SELECTED PASSAGE —
6th Attorney General of Wyoming
- In office 1911–1919
- Governor: Joseph M. Carey John B. Kendrick Frank L. Houx
- Preceded by: W.E. Mullen
- Succeeded by: William L. Walls

Member of the Wyoming House of Representatives
- In office 1903–1905

Personal details
- Born: Douglas Arnold Preston December 19, 1858 Olney, Illinois, U.S.
- Died: October 20, 1929 (aged 70) Rock Springs, Wyoming, U.S.
- Party: Democratic
- Spouse: Margaret S. "Anna" Preston
- Children: 2
- Parents: Finney D. Preston (father); Phoebe Mundy (mother);

= Douglas A. Preston =

American attorney and politician

Douglas Arnold Preston (December 19, 1858 – October 20, 1929) was an American attorney and politician who served as the 6th Attorney General of Wyoming from 1911 to 1919 as a member of the Democratic Party. He also served as a member of the Wyoming House of Representatives from 1903 to 1905 and as a member of the Wyoming Senate in 1929 until his death.

Saved entries
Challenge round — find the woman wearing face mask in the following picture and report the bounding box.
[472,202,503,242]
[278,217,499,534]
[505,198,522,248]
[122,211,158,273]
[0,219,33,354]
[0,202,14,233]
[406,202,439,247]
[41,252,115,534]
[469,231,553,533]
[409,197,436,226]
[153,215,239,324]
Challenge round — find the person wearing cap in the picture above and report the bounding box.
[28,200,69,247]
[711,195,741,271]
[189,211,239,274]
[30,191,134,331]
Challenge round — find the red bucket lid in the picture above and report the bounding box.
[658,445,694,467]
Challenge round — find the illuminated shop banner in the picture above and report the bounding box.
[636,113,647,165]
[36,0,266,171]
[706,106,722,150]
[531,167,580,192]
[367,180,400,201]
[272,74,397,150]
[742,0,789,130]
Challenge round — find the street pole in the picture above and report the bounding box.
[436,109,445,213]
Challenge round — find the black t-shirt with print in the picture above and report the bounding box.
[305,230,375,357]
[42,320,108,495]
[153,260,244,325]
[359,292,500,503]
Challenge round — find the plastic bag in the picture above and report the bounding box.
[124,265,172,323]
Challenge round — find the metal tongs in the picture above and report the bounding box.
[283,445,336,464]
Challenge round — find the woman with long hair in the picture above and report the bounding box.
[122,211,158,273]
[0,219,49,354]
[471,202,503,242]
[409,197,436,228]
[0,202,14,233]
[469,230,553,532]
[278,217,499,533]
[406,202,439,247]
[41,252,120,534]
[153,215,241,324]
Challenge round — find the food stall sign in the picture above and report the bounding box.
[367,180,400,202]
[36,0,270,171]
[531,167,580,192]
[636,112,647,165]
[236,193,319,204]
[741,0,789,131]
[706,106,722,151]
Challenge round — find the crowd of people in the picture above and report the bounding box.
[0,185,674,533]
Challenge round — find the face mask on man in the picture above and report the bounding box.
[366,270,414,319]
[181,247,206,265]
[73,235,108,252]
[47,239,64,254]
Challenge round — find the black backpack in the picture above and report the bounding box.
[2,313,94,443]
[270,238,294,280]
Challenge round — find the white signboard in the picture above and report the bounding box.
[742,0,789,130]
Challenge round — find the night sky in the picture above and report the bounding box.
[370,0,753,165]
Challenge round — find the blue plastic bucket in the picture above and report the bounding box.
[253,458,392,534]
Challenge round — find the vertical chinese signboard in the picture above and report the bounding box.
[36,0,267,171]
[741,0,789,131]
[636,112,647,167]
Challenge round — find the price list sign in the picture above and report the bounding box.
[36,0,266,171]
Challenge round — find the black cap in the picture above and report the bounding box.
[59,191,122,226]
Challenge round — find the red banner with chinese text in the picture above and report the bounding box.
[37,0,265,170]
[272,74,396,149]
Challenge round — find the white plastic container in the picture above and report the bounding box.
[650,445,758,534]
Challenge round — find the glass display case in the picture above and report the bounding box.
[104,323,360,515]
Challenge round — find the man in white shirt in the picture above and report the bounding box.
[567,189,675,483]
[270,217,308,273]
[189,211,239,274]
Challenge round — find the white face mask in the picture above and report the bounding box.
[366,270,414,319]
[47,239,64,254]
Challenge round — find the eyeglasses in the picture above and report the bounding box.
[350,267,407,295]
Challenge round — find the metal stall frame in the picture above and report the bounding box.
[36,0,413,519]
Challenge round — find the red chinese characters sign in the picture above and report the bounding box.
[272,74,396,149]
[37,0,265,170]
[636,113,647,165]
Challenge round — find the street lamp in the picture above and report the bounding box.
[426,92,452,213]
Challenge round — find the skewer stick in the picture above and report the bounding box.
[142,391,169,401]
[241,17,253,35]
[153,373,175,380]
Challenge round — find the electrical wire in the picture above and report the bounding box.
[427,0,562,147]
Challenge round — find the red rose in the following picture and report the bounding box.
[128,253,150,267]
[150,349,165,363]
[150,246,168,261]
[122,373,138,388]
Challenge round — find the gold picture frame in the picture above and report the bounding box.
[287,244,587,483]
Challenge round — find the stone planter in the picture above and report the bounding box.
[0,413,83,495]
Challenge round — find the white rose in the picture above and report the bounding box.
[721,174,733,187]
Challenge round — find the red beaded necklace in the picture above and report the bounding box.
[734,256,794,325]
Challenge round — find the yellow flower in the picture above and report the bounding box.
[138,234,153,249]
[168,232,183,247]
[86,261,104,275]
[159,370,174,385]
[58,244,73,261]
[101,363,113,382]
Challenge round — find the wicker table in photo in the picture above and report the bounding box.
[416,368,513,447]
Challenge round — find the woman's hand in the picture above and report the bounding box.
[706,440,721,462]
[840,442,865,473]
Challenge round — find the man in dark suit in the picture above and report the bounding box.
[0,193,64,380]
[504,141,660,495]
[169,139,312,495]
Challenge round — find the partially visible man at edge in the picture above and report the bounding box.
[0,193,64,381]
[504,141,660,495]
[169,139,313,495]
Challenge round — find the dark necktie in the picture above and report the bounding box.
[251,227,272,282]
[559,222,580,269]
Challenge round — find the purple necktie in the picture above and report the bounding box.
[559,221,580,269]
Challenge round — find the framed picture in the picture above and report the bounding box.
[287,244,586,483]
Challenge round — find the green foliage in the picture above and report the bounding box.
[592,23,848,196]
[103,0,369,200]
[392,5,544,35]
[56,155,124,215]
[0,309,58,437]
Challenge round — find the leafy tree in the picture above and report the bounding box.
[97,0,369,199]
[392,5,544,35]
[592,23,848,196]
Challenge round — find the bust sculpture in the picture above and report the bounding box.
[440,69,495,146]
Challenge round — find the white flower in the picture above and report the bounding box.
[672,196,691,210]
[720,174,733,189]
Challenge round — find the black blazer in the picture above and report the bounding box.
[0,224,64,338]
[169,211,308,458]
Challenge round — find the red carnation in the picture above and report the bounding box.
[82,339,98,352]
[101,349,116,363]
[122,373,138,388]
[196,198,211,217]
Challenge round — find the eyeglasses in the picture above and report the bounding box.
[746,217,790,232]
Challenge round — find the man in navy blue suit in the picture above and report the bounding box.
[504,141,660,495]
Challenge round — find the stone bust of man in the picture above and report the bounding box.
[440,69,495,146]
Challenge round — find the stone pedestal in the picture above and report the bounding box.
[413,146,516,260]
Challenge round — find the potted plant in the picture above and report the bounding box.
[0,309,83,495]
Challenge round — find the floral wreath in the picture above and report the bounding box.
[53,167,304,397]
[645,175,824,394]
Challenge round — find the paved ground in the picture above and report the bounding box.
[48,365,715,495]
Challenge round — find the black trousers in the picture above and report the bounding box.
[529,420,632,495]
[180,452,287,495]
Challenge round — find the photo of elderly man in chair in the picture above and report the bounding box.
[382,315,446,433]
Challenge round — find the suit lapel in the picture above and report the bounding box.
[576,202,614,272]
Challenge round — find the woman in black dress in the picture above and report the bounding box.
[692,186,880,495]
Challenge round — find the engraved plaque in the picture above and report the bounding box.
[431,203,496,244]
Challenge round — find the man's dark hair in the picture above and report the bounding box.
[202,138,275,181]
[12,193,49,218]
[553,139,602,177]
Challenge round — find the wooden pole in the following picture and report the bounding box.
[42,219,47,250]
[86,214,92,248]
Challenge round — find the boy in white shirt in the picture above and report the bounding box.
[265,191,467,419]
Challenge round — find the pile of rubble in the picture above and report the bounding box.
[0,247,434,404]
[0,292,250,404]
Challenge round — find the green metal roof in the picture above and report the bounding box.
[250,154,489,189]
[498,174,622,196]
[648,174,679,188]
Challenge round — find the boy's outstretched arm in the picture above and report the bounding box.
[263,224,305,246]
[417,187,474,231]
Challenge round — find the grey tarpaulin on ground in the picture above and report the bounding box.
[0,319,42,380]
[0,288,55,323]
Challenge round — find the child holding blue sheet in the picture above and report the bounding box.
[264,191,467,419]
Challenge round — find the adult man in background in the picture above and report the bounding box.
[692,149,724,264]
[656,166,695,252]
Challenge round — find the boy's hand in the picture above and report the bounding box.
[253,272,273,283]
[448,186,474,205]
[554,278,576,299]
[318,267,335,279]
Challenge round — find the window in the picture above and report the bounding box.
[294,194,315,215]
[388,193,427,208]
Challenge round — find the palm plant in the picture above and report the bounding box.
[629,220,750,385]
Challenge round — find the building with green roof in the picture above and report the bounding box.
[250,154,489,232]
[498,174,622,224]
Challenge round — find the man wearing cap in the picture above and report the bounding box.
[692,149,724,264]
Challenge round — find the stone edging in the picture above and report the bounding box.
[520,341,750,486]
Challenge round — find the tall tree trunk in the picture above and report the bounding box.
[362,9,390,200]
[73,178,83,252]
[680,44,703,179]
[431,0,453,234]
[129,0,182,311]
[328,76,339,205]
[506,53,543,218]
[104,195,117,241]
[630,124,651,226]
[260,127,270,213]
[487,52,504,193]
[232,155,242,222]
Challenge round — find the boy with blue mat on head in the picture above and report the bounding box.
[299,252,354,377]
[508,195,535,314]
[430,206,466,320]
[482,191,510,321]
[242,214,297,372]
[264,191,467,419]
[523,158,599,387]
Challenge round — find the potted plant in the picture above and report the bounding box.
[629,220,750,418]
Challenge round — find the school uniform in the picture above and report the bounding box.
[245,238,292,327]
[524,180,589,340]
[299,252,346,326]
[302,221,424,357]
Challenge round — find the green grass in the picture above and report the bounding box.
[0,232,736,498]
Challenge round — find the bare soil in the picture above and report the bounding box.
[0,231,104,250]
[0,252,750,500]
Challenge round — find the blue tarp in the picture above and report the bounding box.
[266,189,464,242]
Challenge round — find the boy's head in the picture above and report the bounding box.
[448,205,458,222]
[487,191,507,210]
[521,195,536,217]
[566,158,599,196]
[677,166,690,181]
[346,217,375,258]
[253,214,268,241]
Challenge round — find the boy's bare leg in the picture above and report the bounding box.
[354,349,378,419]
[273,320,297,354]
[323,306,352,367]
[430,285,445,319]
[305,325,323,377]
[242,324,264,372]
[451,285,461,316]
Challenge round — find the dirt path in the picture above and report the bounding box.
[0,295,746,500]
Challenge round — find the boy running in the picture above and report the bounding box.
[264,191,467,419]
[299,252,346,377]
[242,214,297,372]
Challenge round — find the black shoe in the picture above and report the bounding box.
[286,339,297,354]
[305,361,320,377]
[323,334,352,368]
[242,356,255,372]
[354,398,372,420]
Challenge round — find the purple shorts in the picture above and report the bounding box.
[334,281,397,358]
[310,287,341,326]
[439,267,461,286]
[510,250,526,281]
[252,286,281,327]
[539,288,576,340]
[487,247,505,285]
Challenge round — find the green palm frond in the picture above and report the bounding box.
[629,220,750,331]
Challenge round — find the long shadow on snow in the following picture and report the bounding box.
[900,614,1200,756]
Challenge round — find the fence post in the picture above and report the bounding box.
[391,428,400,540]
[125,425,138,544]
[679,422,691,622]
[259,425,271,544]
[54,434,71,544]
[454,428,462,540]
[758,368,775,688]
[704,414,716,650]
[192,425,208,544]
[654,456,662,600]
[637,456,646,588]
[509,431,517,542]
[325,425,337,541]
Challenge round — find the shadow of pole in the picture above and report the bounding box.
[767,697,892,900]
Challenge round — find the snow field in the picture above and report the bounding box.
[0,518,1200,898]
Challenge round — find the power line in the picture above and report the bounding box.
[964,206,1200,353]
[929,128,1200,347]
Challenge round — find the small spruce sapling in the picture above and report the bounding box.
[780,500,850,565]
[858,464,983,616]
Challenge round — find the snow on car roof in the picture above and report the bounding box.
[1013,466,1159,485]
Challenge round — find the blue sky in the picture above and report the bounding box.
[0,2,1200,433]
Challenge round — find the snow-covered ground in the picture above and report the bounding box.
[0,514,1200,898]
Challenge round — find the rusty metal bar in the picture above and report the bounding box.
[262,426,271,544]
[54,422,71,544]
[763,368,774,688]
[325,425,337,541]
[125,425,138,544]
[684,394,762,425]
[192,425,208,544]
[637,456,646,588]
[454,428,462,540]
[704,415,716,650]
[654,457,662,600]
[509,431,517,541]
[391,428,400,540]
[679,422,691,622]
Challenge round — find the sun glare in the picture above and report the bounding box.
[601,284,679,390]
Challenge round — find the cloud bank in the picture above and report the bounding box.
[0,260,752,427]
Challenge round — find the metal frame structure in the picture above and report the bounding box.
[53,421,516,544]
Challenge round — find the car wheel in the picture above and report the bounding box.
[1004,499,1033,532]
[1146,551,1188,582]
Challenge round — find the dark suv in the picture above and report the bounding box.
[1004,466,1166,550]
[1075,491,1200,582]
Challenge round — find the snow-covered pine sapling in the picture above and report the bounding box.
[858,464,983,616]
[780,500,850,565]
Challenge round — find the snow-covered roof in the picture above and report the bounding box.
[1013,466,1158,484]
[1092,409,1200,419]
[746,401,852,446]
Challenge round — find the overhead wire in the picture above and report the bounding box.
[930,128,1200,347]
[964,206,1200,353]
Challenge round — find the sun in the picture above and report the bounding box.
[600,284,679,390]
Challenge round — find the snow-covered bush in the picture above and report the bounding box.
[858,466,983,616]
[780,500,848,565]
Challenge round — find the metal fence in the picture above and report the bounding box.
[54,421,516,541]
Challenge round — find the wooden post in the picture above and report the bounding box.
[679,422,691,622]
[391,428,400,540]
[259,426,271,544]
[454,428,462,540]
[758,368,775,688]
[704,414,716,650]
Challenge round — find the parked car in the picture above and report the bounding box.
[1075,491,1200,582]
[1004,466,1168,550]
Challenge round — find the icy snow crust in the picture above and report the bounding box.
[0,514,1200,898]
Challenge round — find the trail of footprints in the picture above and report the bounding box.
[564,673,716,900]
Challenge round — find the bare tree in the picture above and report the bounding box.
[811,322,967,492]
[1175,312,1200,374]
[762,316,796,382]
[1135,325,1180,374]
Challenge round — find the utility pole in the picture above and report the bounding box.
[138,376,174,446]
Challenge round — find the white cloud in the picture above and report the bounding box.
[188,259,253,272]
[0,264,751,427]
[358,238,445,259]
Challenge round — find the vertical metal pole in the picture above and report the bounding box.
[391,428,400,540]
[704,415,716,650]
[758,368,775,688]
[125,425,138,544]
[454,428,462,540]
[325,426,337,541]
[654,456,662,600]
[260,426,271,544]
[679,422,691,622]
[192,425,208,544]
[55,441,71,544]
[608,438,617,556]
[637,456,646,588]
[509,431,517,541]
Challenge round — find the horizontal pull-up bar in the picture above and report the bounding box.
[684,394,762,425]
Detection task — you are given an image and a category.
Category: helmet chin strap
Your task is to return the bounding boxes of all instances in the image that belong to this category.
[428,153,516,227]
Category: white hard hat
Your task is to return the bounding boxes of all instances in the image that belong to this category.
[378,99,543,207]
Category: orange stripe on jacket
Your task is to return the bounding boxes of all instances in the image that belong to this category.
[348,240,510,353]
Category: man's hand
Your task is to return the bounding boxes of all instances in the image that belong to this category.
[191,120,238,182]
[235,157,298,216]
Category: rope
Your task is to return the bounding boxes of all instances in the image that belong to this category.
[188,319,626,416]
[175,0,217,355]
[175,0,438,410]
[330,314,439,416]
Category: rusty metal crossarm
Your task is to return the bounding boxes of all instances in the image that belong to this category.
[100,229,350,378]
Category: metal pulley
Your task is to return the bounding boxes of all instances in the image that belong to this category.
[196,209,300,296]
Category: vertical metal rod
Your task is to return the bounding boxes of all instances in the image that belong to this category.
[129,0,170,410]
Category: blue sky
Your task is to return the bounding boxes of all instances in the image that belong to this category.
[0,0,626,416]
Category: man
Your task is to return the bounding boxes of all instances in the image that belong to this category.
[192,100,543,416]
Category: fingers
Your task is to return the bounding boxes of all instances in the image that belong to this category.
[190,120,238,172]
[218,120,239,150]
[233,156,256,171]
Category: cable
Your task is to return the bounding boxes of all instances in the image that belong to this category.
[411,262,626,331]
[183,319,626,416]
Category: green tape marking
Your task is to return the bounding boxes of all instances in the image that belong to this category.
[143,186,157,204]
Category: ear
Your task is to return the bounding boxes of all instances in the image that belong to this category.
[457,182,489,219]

PROBLEMS AND TASKS —
1 > Answer these questions using the Preston biography above:
(a) Who preceded Preston as Attorney General of Wyoming?
(b) In what town and state was Preston born?
(c) Which political party did Preston belong to?
2 > From the Preston biography above, extract the passage starting with "Personal details" and going on through "until his death.".

RESULTS FOR EACH TASK —
1 >
(a) W.E. Mullen
(b) Olney, Illinois
(c) The Democratic Party

2 >
Personal details
- Born: Douglas Arnold Preston December 19, 1858 Olney, Illinois, U.S.
- Died: October 20, 1929 (aged 70) Rock Springs, Wyoming, U.S.
- Party: Democratic
- Spouse: Margaret S. "Anna" Preston
- Children: 2
- Parents: Finney D. Preston (father); Phoebe Mundy (mother);

= Douglas A. Preston =

American attorney and politician

Douglas Arnold Preston (December 19, 1858 – October 20, 1929) was an American attorney and politician who served as the 6th Attorney General of Wyoming from 1911 to 1919 as a member of the Democratic Party. He also served as a member of the Wyoming House of Representatives from 1903 to 1905 and as a member of the Wyoming Senate in 1929 until his death.